++++ TRECHO APRESENTADO
Rafael Lopes do Amaral
promotor de Justiça do Ministério Público do Estado do Piauí,
especialista em Direito Processual Penal
1 INTRODUÇÃO
Diante
da edição da Lei dos Juizados Especiais Criminais – LJE (Lei n.º 9.099/95) e do
seu silêncio quanto à aplicação de seus principais institutos às ações penais
exclusivamente privadas, mormente a transação penal e a suspensão condicional
do processo, pôs-se a questão de saber se referida omissão seria indicativo
veemente de vedação no seio da relação entre querelante e querelado.
Utiliza-se
no presente trabalho, como na maioria dos estudos monográficos da seara
jurídica, a bibliografia (opinião dos doutos) e as amostras jurisprudenciais
coletadas junto à rede mundial de computadores como principais fontes de
pesquisa.
++++++++
=== INSTRUÇÕES DA TAREFA ===
Por favor, indique quais são as principais fontes de pesquisa usadas no trabalho, segundo o trecho apresentado. Os registros foram obtidos de outra fonte.
++++ MATERIAL FORNECIDO
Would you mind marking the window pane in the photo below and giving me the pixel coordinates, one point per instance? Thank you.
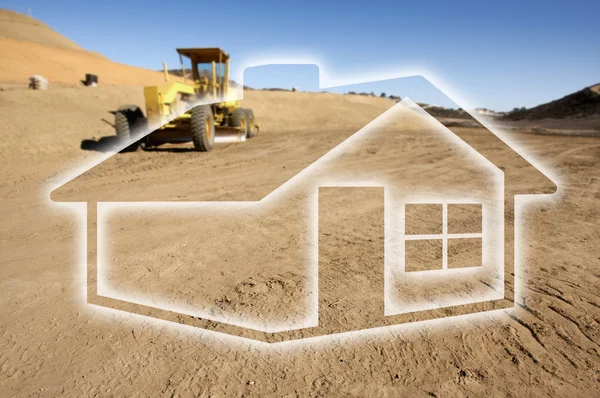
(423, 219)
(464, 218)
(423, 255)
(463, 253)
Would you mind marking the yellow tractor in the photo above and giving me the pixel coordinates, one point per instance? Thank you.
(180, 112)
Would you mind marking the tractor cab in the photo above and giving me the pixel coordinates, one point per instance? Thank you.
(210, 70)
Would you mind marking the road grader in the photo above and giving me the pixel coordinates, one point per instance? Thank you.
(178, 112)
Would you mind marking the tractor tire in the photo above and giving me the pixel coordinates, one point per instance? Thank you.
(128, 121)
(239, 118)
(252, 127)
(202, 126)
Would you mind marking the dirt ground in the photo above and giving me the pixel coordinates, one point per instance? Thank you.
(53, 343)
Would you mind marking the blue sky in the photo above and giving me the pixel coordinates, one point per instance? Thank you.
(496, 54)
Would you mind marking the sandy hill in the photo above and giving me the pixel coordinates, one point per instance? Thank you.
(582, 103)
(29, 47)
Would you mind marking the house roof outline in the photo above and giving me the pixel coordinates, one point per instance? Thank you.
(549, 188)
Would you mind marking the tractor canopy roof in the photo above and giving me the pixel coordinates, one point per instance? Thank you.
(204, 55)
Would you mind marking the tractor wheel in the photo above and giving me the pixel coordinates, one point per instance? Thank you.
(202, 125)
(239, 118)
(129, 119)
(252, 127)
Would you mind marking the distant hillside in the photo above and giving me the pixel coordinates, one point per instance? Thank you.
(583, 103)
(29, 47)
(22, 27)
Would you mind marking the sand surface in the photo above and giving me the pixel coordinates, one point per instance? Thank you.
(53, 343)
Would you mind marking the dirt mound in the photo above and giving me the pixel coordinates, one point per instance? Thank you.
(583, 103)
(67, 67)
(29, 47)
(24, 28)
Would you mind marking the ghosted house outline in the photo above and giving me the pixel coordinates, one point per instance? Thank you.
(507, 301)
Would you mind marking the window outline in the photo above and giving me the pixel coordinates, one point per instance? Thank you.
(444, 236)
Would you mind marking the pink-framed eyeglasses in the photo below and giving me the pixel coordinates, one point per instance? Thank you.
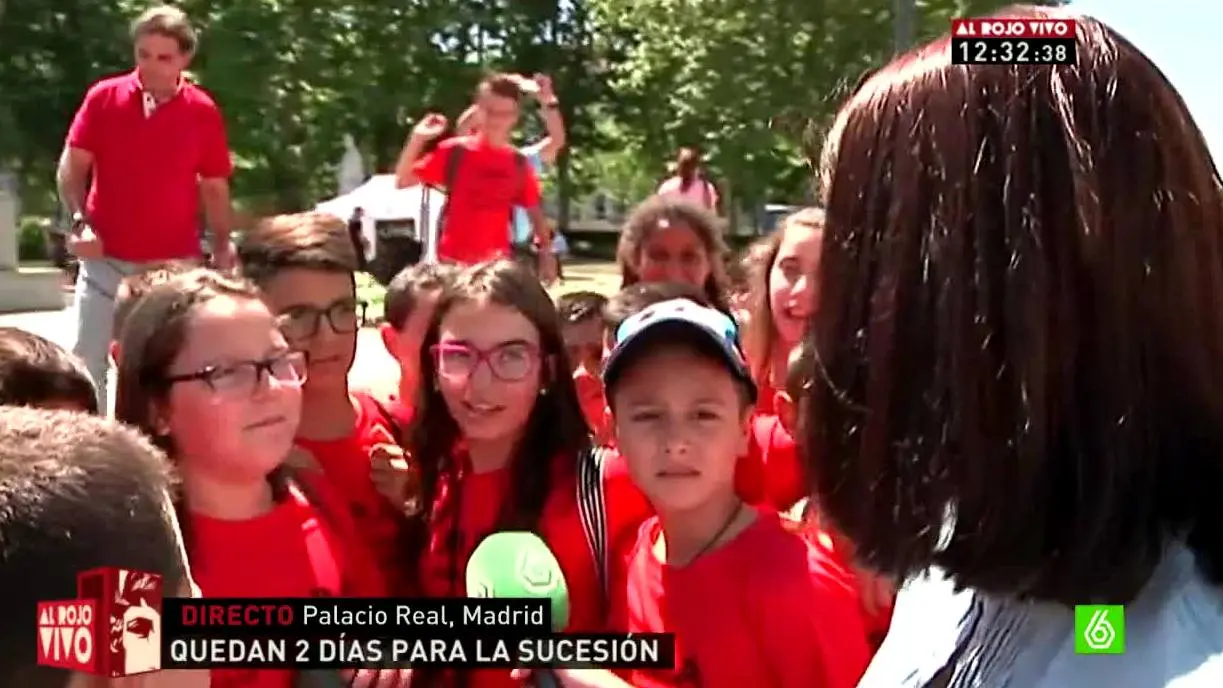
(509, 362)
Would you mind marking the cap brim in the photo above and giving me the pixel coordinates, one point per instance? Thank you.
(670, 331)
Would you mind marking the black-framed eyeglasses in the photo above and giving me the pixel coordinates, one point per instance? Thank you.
++++++++
=== RESPOSTA ESPERADA ===
A bibliografia (opinião dos doutos) e as amostras jurisprudenciais coletadas na rede mundial de computadores.